On arriving at the Entertainment Technology Centre at Carnegie Mellon University I was taken straight up to the 5th floor to renew my acquaintance with Don Marinelli, the Executive Producer of the ETC whom I first met last year when he visited us at Salford. The lift doors opened and I was confronted by Robbie the Robot standing in front of me, guarding the flight deck of the starship enterprise.

Robbie the robot guarding the flight deck

Robbie the robot guarding the flight deck

Ha! The flight deck is complete with six huge plasma screens which show asteroids, planets stars – all the stuff you’d expect. One of the current student projects there is syncing up all six screens so that one can navigate through asteroid belts in space from the multi touch screen flight deck. Walking around ETC really is going down the rabbit hole: at the other end of the corridor from Robbie I spotted C3P0 and R2D2, down a floor and the Terminator resides at the end of the corridor.

terminator robot

The Terminator at the ETC

There’s something of a robot theme going here. Anthony Daniels, the actor that played C3P0 in the Star Wars movies, teaches here regularly as a visiting prof and the ETC has close links in with a number of areas of the entertainment industry with regular projects sponsored by, and graduating students going to Pixar, Microsoft and Disney.

So after meeting the inimitable Don again it’s one floor down and looking at some of the student’s project work. The students here are just great. Motivated, capable and confident they are working in a relaxed but busy environment, each project room gets decorated to fit their project and they live there for the three month duration. One guy had been sleeping on the sofa in their project room for about a month while coding for a project because traveling home was such a waste of valuable project time.

_PROBLEMS_:
**1.** Which robots does the post about the Entertainment Technology Centre mention?
**2.** Can you copy the records below line for line, without any change, and leave the pictures out?

_EXERCISE MATERIAL_:
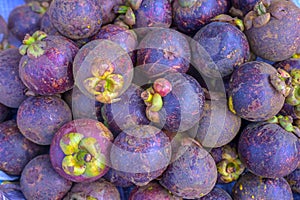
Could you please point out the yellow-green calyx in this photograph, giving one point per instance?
(33, 45)
(82, 155)
(104, 84)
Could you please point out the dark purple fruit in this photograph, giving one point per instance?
(46, 65)
(76, 19)
(268, 150)
(151, 191)
(163, 51)
(192, 175)
(227, 47)
(252, 96)
(191, 15)
(218, 125)
(99, 189)
(40, 181)
(12, 89)
(141, 154)
(39, 118)
(16, 151)
(80, 150)
(250, 186)
(274, 25)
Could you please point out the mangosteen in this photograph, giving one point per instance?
(252, 93)
(80, 150)
(40, 181)
(26, 19)
(151, 191)
(268, 150)
(16, 151)
(250, 186)
(39, 118)
(46, 65)
(76, 19)
(191, 15)
(193, 174)
(273, 24)
(12, 88)
(141, 154)
(218, 48)
(99, 189)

_RESULTS FOR EACH TASK_:
**1.** Robbie the Robot, C3P0, R2D2, the Terminator

**2.**
Could you please point out the yellow-green calyx in this photograph, giving one point per instance?
(33, 45)
(82, 155)
(104, 84)
Could you please point out the dark purple fruit in this photograph, giving one point per instance?
(46, 65)
(76, 19)
(268, 150)
(151, 191)
(163, 51)
(192, 175)
(227, 47)
(252, 96)
(191, 15)
(218, 125)
(99, 189)
(40, 181)
(12, 89)
(141, 154)
(39, 118)
(16, 151)
(80, 150)
(250, 186)
(274, 25)
Could you please point out the mangosteen in this photograph, giving one point per instance?
(252, 93)
(80, 150)
(40, 181)
(26, 19)
(151, 191)
(268, 150)
(16, 151)
(250, 186)
(39, 118)
(46, 65)
(76, 19)
(191, 15)
(193, 174)
(273, 24)
(12, 88)
(141, 154)
(218, 48)
(99, 189)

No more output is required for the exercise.